Required work: In the records below, the line with "Target: green tile" opens the range and the line with "like [315, 68]." closes it; print that range exactly and nothing else.

Task inputs:
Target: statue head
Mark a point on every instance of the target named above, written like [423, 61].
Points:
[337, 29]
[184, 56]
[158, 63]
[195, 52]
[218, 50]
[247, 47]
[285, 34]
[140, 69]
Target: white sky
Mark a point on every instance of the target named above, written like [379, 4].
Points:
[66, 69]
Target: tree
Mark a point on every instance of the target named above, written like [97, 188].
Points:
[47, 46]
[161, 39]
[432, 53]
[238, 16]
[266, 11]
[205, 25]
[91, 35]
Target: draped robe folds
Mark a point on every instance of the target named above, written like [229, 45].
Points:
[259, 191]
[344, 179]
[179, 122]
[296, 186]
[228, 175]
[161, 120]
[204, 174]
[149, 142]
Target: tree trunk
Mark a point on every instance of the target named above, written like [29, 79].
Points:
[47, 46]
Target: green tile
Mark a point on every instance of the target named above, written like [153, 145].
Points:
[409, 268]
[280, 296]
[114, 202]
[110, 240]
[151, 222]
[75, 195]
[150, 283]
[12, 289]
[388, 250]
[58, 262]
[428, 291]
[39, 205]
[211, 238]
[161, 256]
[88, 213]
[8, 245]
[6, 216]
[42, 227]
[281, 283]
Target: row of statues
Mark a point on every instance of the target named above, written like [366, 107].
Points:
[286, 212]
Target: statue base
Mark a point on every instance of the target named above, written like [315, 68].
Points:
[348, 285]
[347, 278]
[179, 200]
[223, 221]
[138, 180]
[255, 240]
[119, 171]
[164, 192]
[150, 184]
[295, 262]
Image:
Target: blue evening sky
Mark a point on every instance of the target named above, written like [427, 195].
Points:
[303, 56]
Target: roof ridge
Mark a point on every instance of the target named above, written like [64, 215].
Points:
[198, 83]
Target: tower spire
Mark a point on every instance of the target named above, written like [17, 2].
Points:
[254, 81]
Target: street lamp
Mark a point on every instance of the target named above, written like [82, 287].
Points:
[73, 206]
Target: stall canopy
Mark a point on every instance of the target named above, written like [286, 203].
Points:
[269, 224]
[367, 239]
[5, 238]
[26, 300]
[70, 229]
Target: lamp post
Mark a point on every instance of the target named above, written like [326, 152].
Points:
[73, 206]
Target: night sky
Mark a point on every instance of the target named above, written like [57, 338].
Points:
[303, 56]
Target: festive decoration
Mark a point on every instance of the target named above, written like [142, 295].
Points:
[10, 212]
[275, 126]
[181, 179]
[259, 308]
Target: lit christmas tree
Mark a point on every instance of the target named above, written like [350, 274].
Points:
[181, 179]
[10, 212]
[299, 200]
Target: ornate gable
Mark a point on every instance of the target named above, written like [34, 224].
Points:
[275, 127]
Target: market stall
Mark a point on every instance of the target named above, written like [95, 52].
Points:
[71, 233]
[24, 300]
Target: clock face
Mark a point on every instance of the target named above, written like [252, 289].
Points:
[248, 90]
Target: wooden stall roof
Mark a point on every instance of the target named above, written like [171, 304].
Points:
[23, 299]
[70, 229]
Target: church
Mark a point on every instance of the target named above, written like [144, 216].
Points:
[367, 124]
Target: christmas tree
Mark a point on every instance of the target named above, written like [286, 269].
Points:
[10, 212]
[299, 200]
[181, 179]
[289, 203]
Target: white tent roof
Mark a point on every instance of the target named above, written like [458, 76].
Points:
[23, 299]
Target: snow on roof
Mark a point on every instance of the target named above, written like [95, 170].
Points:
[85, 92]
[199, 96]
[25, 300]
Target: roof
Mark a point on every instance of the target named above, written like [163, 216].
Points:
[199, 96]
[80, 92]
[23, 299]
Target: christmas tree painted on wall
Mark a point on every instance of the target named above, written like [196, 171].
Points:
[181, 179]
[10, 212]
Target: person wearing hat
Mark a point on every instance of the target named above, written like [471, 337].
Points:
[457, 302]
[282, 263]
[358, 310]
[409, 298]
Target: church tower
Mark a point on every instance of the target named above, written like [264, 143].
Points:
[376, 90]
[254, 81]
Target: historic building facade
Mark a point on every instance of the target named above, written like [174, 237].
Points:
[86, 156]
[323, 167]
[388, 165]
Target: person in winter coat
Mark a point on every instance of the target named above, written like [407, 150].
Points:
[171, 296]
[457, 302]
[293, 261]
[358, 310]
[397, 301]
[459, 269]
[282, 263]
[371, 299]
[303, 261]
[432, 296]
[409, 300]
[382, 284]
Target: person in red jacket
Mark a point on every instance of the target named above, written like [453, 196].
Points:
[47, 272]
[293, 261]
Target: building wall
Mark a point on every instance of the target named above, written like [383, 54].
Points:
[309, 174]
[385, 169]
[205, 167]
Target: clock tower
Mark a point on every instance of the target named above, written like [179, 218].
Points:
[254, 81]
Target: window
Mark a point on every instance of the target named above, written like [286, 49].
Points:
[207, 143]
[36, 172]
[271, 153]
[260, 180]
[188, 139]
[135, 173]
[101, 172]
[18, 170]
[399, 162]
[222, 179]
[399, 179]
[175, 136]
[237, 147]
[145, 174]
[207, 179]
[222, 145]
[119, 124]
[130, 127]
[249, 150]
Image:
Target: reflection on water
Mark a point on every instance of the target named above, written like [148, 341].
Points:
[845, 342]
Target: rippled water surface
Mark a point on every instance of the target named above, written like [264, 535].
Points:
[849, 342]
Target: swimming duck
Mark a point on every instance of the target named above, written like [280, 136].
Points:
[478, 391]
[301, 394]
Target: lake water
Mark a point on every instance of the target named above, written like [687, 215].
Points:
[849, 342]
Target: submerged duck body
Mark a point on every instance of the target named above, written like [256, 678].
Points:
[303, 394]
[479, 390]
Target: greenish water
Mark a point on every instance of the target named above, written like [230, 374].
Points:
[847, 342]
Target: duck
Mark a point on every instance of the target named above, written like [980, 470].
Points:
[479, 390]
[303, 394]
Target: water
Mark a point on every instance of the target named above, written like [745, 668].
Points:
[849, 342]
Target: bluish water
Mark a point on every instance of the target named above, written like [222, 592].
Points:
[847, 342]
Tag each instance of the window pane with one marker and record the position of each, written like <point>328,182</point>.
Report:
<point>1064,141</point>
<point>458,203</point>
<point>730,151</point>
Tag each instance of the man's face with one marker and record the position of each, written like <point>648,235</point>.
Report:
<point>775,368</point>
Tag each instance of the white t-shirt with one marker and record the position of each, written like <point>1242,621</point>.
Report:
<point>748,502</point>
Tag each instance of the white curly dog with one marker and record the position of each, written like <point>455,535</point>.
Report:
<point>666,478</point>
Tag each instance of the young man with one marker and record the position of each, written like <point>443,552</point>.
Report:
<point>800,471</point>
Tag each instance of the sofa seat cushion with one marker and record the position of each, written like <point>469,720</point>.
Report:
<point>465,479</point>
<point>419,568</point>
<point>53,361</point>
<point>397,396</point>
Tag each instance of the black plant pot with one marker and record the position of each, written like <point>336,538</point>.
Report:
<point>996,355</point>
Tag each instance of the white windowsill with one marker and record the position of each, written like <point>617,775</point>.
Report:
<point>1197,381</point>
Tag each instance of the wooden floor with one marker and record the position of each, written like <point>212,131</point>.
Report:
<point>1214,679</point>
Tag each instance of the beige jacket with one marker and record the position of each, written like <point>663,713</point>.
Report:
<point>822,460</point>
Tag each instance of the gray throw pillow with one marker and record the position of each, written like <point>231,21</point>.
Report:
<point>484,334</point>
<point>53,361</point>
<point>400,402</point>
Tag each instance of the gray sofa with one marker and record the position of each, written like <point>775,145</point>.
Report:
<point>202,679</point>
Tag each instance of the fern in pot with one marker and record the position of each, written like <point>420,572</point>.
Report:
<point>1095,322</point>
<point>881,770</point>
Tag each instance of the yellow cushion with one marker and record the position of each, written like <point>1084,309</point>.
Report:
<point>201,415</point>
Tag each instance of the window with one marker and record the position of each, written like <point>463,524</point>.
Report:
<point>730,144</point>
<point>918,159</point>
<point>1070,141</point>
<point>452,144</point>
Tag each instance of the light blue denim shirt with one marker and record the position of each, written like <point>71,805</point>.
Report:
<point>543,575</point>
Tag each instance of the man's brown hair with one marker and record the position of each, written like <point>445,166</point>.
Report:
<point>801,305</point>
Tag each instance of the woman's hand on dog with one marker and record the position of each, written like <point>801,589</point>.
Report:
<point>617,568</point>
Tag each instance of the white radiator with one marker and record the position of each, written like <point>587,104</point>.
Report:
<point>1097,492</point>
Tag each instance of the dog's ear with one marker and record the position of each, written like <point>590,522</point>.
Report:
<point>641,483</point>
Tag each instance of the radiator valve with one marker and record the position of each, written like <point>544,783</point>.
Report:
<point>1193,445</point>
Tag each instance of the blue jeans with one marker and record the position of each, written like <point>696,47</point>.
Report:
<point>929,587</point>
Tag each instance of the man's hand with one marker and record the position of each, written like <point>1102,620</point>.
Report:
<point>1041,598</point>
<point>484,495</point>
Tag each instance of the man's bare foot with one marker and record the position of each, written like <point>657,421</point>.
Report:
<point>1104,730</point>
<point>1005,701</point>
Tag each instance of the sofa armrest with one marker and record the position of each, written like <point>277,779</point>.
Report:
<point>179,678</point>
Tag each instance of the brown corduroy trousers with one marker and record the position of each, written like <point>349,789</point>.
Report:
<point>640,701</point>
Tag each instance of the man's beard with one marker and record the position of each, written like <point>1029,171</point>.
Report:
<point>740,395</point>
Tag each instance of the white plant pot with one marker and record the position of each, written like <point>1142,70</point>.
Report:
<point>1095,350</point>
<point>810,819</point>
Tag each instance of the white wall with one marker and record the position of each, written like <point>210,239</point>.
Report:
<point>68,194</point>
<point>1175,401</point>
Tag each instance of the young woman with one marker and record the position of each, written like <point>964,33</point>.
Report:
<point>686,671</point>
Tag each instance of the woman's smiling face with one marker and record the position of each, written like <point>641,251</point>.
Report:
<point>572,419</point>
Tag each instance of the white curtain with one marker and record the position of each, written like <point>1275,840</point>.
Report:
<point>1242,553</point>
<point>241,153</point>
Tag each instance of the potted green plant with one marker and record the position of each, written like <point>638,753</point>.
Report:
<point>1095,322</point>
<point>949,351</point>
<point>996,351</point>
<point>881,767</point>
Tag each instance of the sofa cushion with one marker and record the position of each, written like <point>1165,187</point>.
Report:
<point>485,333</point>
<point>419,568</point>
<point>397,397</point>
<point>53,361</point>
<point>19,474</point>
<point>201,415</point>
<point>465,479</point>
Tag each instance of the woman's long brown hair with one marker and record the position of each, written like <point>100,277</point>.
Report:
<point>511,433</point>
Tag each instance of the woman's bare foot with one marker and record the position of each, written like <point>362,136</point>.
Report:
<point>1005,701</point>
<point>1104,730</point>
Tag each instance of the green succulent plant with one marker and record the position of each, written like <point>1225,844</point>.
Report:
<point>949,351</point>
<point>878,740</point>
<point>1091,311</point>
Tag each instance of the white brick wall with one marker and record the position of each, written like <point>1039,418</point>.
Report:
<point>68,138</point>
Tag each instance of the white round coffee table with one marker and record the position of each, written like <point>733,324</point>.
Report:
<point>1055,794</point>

Solution to the problem:
Target: green tile
Mark a point on every instance of the target named above, written like [153, 145].
Points:
[409, 268]
[280, 296]
[114, 202]
[110, 240]
[151, 222]
[75, 195]
[150, 283]
[12, 289]
[388, 250]
[58, 262]
[428, 291]
[39, 205]
[211, 238]
[161, 256]
[88, 213]
[8, 245]
[6, 216]
[42, 227]
[281, 283]
Target: row of statues
Mark a point on every instance of the target named above, written like [366, 107].
Points:
[286, 212]
Target: statue base
Mark a point on every instance of the target named above, written like [315, 68].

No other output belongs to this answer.